» **What needs to be done**
Rewrite the lines below with "polygon" swapped for "outline", leaving everything else as it is.
--------------------------------
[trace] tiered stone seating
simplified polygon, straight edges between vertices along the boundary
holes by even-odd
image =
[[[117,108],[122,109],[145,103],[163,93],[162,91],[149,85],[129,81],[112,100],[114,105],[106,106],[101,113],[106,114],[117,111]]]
--------------------------------
» **Full output**
[trace] tiered stone seating
simplified outline, straight edges between vertices along the boundary
holes by even-odd
image =
[[[117,108],[122,109],[145,103],[163,93],[162,91],[149,85],[129,81],[112,100],[114,105],[106,106],[101,113],[106,114],[117,111]]]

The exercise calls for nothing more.